▶ Quoted passage:
+===+

HP's new AI-powered laptop will be powered by the SnapDragon X Elite chip developed by California-based semiconductor giant Qualcomm.
A new series of PCs built specifically to run artificial intelligence programs hit store shelves on Tuesday, as tech companies push for wider adoption of ChatGPT-style AI.
In May, Microsoft unveiled a new AI-powered personal computer that uses the company's software, branded Copilot Plus.
The idea is to give users access to AI capabilities on their devices without relying on the cloud, which takes more energy, time, and makes the AI experience clunky.
This PC comes equipped with a Neural Processing Unit (NPU) chip that enables crisp photo editing, live transcription, translation, and recall (a feature that lets a computer keep track of everything that's going on on your device).
However, Microsoft removed the recall feature at the last minute due to privacy concerns, and announced that it would only be available as a test feature.
For now, devices made by hardware manufacturers such as HP and ASUS run exclusively on a new series of processors made by California-based semiconductor giant Qualcomm, called the Snapdragon X Elite and Plus.
“We're redefining what a laptop actually does for the end user,” Qualcomm senior vice president Durga Malladi told AFP at the Collision technology conference in Toronto.
“We believe this is the resurgence of PC.”
When it was announced in May, Microsoft predicted that more than 50 million “AI PCs” would be sold within 12 months, given the demand for ChatGPT's features.
Best Buy, a major U.S. retailer, said it has trained tens of thousands of staff to sell and service new PCs.
Some industry experts are more cautious, predicting that the real benefits of upgrading to an AI laptop are not yet convincing enough and more time is needed.
“AI's evolving capabilities are not revolutionary enough to disrupt traditional buying patterns,” the Forrester analysts said.
“For most information workers, there are not enough groundbreaking applications in their daily work to spur rapid adoption of AI PCs.”

+===+

▶ Data provided:

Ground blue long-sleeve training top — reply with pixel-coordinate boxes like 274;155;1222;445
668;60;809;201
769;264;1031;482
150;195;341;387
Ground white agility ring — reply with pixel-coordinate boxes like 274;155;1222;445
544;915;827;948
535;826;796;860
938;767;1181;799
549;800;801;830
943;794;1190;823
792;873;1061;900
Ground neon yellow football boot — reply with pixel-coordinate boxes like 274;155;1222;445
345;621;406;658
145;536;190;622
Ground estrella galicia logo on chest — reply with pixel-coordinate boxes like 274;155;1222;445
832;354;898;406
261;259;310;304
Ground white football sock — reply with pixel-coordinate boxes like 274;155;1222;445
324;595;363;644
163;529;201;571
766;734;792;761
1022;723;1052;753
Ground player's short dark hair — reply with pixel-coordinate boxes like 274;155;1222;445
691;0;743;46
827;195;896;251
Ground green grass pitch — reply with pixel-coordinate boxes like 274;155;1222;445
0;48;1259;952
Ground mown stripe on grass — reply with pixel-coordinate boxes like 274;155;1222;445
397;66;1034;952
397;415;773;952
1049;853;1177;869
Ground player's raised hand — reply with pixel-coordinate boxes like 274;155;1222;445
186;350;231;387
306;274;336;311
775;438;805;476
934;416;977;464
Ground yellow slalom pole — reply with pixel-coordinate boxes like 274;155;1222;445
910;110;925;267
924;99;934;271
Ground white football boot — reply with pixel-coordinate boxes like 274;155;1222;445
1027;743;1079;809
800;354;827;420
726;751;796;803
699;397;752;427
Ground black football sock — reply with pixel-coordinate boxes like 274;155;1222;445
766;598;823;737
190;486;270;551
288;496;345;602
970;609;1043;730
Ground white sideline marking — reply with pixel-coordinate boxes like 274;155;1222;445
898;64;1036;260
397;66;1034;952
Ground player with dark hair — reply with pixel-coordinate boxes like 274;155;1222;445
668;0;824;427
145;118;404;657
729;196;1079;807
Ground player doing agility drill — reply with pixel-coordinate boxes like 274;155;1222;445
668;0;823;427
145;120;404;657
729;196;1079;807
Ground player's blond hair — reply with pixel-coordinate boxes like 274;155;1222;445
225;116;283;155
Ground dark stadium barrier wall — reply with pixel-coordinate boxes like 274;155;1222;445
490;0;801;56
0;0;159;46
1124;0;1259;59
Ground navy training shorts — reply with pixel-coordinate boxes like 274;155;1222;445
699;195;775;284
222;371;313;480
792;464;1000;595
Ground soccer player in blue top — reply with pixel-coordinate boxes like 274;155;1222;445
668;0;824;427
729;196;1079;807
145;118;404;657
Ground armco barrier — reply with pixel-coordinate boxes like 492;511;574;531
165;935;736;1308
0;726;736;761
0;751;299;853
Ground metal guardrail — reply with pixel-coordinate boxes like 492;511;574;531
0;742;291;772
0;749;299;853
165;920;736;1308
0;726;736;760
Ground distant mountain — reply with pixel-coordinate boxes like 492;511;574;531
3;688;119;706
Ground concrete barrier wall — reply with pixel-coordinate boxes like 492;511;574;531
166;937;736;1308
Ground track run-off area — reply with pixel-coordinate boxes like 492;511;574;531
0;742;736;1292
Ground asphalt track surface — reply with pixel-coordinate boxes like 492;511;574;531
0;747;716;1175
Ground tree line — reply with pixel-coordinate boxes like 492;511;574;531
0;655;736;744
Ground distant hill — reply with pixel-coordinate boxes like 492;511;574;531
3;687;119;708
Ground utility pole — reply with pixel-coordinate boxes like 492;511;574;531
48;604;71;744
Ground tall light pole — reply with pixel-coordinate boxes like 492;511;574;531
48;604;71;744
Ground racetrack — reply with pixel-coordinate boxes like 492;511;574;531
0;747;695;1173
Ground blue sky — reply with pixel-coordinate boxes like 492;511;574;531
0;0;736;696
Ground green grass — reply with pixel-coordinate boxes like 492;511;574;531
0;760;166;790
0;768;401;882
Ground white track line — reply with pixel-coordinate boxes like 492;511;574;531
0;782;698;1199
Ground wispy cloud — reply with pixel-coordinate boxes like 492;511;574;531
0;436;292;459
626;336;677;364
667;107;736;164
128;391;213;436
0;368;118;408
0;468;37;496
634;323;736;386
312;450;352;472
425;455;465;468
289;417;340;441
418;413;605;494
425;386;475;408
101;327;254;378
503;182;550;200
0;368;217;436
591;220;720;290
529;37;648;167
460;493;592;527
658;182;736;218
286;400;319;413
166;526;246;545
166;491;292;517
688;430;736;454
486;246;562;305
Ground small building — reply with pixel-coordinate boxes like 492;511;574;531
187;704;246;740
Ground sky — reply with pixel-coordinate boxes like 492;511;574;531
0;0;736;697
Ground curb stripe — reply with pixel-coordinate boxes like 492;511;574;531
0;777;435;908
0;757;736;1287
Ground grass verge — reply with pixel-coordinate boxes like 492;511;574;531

+===+

▶ What this exercise asks:
- A) In the AI PC article, reproduce the text between "HP's new AI-powered" and "branded Copilot Plus.", inclusive.
- B) For each statement, answer yes or no based on the AI PC article, and quote the words that decide it. (i) Microsoft pulled the recall feature because of privacy concerns. (ii) Microsoft forecast that over 100 million AI PCs would sell within 12 months. (iii) Best Buy trained tens of thousands of staff to sell and service the new PCs.

▶ Responses to the exercise:
- A)
HP's new AI-powered laptop will be powered by the SnapDragon X Elite chip developed by California-based semiconductor giant Qualcomm.
A new series of PCs built specifically to run artificial intelligence programs hit store shelves on Tuesday, as tech companies push for wider adoption of ChatGPT-style AI.
In May, Microsoft unveiled a new AI-powered personal computer that uses the company's software, branded Copilot Plus.

- B)
(i) Yes: "Microsoft removed the recall feature at the last minute due to privacy concerns"
(ii) No: "Microsoft predicted that more than 50 million"
(iii) Yes: "it has trained tens of thousands of staff to sell and service new PCs"